▶ _Written request_:
Find each line in the rows below that contains the word "ground" and copy those lines. Matching is case-sensitive.

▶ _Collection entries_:
⁂

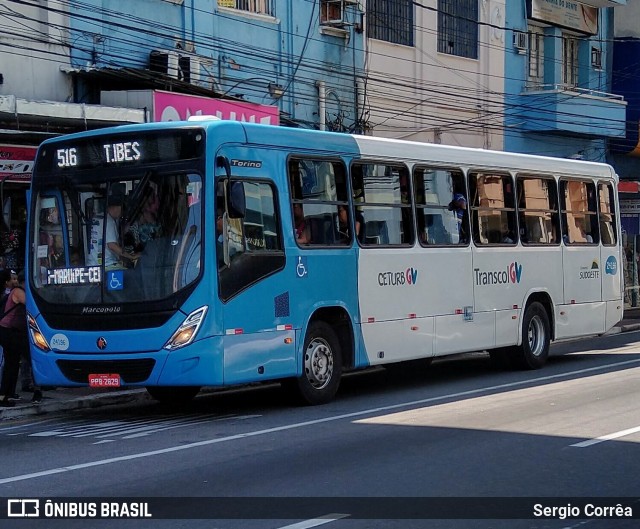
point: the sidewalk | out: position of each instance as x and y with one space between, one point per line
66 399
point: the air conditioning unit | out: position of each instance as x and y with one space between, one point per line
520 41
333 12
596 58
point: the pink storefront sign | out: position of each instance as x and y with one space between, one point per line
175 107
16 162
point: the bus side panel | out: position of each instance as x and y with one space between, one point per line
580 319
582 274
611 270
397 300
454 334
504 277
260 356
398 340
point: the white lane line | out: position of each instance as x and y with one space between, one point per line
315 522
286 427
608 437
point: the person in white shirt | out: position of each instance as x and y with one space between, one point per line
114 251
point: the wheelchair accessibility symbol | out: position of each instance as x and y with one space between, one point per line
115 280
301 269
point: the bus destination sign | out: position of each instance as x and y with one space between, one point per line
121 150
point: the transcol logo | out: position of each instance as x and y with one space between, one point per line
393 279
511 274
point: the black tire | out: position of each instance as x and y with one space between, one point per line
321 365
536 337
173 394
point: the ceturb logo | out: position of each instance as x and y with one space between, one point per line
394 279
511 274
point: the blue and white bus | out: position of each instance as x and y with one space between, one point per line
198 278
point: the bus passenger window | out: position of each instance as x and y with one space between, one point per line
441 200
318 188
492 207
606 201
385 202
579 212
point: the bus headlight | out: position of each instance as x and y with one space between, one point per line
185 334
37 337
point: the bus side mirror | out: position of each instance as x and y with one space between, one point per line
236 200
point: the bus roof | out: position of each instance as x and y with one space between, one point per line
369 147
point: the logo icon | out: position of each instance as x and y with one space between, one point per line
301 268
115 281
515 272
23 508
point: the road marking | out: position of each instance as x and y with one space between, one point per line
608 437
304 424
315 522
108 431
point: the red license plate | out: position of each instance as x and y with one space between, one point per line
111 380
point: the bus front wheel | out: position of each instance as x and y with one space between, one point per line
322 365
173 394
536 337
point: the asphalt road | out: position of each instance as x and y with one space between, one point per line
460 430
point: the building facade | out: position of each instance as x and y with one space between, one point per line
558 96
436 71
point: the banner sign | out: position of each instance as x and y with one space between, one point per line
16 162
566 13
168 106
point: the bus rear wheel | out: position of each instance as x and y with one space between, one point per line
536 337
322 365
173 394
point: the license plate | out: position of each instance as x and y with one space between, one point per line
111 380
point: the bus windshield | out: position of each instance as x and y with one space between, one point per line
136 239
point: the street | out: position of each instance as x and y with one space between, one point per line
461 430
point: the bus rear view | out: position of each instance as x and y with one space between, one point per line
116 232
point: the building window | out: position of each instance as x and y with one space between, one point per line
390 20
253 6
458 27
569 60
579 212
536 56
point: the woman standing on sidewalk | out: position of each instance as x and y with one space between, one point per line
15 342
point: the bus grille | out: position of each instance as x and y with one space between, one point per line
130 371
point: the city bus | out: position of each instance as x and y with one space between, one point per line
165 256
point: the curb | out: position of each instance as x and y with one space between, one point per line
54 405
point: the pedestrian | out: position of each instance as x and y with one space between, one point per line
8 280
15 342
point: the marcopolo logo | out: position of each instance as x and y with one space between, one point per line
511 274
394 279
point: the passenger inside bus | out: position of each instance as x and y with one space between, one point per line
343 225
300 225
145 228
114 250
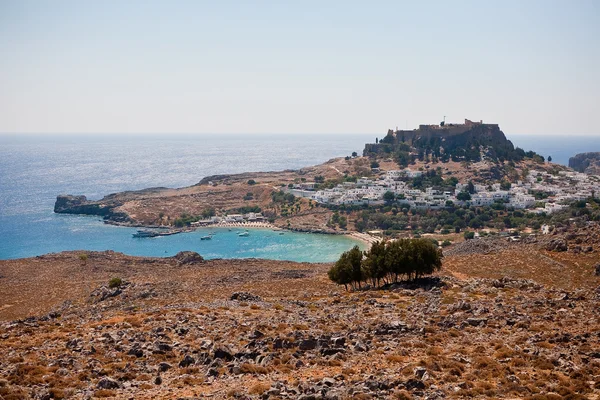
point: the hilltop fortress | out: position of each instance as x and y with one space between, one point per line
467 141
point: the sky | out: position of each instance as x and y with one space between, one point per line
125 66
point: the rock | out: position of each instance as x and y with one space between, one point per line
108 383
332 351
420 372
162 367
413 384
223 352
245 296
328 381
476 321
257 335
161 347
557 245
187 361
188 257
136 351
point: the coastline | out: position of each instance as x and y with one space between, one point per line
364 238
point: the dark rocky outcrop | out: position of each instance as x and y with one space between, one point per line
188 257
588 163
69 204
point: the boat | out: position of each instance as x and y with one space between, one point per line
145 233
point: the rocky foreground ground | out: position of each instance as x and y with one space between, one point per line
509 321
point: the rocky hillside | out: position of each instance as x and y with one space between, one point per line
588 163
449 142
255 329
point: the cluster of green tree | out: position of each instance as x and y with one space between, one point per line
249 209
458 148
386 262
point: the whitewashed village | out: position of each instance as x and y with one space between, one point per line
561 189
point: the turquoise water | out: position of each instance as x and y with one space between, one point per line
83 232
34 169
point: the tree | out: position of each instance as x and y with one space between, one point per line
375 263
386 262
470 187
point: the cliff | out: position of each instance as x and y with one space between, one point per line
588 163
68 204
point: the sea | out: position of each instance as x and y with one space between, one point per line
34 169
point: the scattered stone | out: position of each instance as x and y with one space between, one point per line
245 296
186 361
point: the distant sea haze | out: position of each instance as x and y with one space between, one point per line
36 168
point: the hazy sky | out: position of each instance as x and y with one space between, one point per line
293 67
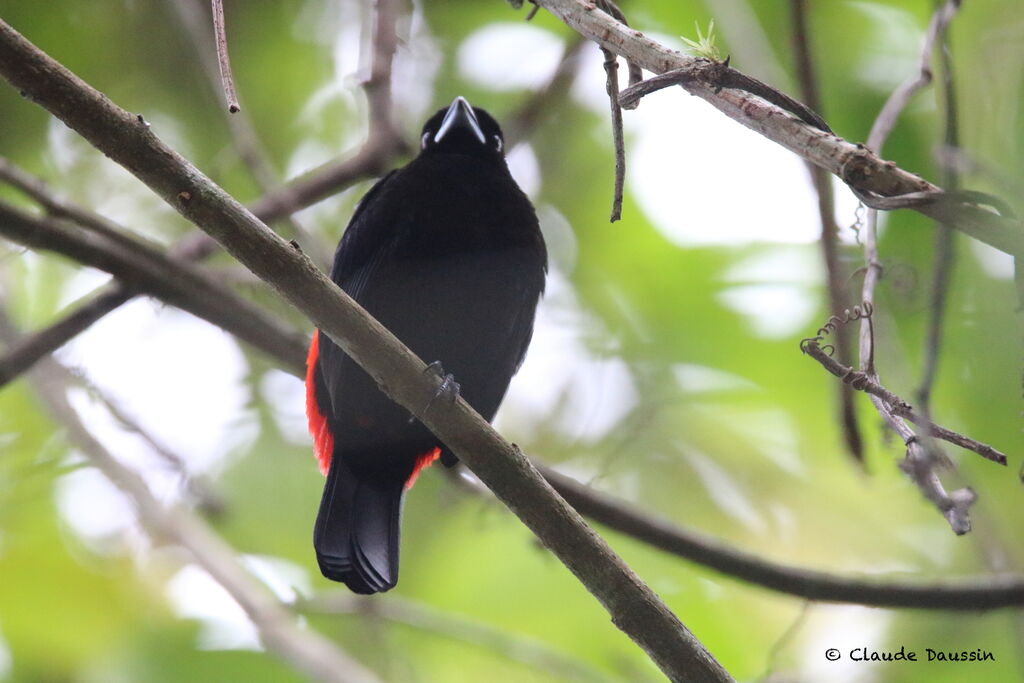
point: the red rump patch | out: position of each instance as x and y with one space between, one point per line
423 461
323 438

⁂

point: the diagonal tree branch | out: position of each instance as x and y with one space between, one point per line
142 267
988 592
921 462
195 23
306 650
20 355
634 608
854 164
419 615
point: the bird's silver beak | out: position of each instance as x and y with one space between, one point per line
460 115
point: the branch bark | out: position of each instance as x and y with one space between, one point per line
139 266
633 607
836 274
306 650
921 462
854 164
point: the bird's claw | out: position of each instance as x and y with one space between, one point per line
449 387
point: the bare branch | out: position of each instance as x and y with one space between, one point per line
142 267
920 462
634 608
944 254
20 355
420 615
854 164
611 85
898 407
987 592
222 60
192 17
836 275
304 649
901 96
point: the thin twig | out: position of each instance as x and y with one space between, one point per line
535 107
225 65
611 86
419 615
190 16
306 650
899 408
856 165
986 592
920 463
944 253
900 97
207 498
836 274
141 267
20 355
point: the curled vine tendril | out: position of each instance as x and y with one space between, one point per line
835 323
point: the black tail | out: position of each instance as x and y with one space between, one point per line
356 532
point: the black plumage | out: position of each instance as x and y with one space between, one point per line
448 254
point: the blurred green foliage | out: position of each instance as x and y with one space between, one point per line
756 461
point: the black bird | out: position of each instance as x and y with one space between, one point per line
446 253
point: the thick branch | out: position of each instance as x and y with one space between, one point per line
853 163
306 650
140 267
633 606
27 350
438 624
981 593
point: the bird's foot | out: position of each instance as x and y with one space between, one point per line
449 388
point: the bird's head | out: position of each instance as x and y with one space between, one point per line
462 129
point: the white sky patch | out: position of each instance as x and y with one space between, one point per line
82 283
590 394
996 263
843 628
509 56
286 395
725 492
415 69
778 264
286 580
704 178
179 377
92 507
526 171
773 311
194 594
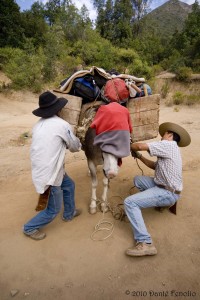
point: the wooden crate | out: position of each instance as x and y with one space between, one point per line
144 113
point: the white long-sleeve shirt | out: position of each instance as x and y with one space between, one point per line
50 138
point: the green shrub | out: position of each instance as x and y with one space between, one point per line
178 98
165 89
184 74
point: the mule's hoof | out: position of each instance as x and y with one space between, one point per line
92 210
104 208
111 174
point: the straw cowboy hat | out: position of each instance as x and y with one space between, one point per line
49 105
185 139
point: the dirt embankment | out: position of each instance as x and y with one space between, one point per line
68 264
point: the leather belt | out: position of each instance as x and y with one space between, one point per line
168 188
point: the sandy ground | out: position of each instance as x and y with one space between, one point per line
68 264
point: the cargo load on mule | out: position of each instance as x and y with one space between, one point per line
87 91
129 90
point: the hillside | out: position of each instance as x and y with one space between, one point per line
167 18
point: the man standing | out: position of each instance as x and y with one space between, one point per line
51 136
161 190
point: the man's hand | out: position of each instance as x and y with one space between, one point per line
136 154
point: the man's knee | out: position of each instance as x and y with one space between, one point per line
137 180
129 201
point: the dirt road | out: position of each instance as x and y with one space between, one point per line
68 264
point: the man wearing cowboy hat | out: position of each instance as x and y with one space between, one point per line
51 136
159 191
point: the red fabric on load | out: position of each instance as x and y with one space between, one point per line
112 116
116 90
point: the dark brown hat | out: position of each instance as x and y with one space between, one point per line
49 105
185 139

⁂

▶ _Task answer_:
point: the rocky foreground ground | out: position of each instance as x and y with one space between, one point per line
point: the sandy ground | out: position of each instance as x and y with one space between, one point per line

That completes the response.